DOCUMENT SEGMENT.

..........

“Pehli baar 6 mahine ka profit ek din mein ban gaya tha… us din samjha market sirf paisa dene ke liye bana hai.”
Anish Wadhwa, now in his early 30s, still remembers the rush of that day. The thrill. The disbelief. And the illusion that followed.
This isn’t your typical story of a retail trader who tried his luck and walked away.
This is about someone who started with caution, moved with curiosity, and ended up caught in a debt spiral that still hasn’t let him go.
The First Step: Swing Trading and Hope
Back in 2017, Anish was 27, living off rental income from a family property, and dabbling in the markets part-time.
Swing and intraday trades were his entry point, not because he had huge capital, but because he had intent.
“I didn’t know much, just what I saw on TV. News chalta tha, and that was enough to think I’m doing something.”
Things were going okay for a while. No wild profits, but no huge losses either. That delicate balance lasted for about a year.
Then, like most beginners lured by quick money, he stumbled upon options buying.

..........

STATED TASK 1. List every line of the entries below that contains the word "hazy". Case counts.

..........

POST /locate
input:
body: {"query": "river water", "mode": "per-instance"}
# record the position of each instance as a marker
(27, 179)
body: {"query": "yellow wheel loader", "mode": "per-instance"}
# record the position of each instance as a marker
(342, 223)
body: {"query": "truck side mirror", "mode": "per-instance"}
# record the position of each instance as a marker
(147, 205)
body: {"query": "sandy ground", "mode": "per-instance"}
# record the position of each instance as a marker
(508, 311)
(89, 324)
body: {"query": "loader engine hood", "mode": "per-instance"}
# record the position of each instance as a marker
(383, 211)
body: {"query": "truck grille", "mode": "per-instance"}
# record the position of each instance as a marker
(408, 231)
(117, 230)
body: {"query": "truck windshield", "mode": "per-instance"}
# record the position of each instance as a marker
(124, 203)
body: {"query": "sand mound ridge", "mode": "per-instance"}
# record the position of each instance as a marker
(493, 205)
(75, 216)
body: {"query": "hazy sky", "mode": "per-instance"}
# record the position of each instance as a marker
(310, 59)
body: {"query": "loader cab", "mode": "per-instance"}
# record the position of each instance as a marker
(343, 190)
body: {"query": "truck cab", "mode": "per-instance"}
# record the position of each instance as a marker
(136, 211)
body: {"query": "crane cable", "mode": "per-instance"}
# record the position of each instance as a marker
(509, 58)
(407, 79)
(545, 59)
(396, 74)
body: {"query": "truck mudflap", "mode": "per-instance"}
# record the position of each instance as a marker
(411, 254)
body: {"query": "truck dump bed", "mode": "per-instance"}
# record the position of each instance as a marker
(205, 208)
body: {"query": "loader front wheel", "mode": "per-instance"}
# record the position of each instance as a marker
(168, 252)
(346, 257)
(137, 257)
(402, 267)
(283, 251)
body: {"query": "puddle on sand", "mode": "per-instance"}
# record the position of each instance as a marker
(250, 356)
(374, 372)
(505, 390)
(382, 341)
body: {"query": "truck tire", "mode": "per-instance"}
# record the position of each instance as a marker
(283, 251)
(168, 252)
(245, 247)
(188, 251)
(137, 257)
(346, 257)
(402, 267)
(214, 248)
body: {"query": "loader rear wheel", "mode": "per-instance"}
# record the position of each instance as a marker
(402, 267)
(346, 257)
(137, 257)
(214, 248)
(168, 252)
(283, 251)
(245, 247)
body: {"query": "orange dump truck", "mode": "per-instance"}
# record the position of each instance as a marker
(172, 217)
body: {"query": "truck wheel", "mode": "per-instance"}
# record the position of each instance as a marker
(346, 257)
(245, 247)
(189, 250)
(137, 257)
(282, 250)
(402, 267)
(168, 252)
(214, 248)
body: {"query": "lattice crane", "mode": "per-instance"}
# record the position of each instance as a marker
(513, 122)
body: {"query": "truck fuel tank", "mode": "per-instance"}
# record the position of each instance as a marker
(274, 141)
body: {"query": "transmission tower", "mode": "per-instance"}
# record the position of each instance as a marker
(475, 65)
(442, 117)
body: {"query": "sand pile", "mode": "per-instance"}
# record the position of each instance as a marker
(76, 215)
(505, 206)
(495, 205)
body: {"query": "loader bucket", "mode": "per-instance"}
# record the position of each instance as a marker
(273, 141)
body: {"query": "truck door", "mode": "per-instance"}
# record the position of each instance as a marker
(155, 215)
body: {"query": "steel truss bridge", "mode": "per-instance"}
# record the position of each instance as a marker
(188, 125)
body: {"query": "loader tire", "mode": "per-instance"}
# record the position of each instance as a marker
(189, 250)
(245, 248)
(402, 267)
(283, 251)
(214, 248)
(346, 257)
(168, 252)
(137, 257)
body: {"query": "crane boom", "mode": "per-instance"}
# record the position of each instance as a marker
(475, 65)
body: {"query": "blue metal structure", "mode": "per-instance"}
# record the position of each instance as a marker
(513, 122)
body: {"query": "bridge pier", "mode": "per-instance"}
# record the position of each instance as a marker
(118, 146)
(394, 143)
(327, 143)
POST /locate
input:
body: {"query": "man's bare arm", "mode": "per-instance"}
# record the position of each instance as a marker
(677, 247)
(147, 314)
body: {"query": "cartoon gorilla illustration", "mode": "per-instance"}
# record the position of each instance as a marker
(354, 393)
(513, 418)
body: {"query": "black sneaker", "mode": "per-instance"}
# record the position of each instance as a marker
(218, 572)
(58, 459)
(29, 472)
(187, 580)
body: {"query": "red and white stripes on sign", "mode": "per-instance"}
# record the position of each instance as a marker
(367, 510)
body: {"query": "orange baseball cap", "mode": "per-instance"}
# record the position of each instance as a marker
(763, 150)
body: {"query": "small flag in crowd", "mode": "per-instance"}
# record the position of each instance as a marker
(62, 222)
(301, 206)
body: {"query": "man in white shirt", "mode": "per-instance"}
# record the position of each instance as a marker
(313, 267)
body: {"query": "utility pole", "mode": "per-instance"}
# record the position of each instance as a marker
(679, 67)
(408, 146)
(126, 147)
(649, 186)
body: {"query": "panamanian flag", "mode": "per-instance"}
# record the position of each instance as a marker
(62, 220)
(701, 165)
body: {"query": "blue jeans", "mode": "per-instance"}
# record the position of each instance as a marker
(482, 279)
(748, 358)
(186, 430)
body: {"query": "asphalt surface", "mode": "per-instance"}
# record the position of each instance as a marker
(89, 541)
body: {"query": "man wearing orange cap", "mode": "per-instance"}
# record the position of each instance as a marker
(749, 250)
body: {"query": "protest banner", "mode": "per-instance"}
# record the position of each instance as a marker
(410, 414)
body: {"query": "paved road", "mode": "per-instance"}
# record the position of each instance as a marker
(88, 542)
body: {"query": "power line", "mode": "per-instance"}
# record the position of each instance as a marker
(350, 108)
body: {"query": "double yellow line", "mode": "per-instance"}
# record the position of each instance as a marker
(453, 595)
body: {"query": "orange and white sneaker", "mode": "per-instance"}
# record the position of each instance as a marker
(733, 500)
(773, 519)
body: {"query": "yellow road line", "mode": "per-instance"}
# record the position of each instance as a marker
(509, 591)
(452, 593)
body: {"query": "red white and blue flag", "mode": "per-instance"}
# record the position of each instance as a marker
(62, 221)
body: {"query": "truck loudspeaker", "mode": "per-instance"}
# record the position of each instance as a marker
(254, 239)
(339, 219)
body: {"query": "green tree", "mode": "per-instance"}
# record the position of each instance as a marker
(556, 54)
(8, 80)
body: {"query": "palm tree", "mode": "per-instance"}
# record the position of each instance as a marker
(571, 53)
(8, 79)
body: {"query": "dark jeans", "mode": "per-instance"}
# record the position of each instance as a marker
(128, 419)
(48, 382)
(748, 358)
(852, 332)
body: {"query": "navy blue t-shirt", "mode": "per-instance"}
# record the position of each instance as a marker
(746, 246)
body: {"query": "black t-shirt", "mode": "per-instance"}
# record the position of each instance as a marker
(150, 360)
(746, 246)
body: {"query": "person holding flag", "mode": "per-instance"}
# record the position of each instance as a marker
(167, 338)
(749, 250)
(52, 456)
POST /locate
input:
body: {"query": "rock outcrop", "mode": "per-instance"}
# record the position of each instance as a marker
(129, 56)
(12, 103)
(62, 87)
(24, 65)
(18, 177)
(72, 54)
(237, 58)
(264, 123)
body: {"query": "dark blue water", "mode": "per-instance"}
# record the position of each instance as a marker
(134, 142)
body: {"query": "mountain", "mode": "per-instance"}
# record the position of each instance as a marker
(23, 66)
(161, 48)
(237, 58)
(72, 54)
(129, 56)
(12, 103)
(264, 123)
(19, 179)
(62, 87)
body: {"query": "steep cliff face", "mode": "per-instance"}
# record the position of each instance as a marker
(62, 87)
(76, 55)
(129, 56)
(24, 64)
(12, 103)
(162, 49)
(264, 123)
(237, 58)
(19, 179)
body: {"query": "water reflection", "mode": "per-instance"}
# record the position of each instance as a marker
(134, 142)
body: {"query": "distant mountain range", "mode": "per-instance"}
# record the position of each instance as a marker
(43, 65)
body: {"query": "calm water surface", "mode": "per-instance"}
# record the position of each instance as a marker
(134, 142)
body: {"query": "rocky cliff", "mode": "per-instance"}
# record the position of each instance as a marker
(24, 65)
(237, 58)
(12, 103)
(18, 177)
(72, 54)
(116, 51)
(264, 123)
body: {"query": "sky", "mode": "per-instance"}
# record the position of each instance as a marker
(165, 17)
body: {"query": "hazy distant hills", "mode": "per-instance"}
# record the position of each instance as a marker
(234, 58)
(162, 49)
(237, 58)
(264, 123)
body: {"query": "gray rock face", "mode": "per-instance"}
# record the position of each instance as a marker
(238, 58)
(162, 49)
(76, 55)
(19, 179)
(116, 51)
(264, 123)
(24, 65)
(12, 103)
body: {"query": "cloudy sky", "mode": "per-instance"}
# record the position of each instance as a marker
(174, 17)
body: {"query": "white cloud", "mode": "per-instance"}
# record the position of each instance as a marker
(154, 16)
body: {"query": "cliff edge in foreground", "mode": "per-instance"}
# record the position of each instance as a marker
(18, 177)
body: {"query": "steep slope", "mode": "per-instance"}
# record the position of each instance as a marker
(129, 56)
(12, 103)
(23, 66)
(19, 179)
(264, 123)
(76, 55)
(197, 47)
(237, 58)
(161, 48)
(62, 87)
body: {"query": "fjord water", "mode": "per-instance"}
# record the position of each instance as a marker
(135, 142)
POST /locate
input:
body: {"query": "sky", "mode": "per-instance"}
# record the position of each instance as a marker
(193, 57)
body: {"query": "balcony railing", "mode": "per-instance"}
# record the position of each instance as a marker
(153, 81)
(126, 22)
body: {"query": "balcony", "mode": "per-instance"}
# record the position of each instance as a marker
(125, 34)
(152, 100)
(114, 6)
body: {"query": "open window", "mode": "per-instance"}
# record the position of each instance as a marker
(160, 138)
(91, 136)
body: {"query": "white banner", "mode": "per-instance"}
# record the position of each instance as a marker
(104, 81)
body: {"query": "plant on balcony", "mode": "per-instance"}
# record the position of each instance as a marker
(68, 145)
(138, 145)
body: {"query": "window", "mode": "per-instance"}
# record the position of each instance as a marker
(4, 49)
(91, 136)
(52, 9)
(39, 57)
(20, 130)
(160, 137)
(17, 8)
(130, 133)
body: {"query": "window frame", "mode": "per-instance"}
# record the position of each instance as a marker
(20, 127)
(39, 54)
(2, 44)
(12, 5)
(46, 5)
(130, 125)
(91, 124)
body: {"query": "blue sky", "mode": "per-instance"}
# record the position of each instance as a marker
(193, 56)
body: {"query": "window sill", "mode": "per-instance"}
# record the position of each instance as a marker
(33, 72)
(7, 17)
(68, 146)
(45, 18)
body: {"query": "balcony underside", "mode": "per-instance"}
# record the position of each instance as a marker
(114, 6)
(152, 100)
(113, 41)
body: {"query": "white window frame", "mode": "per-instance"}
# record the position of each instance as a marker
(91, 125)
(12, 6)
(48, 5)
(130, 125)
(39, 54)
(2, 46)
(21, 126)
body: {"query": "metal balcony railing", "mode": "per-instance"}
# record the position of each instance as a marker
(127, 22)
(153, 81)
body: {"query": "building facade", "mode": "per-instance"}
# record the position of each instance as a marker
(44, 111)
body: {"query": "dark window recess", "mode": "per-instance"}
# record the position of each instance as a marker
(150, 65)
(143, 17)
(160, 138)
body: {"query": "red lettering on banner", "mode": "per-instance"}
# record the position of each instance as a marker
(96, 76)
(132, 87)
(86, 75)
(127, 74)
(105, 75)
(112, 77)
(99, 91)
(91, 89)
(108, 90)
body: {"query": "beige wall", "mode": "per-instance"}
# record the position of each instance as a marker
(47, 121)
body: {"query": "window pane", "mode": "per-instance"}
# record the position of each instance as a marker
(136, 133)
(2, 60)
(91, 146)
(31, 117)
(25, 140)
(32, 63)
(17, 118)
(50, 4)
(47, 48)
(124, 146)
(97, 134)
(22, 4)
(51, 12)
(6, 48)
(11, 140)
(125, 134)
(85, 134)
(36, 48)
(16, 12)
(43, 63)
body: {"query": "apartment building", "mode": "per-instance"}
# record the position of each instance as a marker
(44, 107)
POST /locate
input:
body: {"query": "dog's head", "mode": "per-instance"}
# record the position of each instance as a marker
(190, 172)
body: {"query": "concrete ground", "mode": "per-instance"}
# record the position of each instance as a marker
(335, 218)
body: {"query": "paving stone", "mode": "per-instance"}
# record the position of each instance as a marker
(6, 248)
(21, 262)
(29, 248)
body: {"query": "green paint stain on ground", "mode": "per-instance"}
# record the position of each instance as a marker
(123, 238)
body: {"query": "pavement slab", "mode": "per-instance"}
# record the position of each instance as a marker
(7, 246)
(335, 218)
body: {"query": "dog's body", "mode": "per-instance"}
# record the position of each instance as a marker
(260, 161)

..........

STATED TASK 2. In the trading story, how old was Anish in 2017?

EXPECTED ANSWER 1.
body: {"query": "hazy sky", "mode": "per-instance"}
body: {"query": "hazy distant hills", "mode": "per-instance"}

EXPECTED ANSWER 2. 27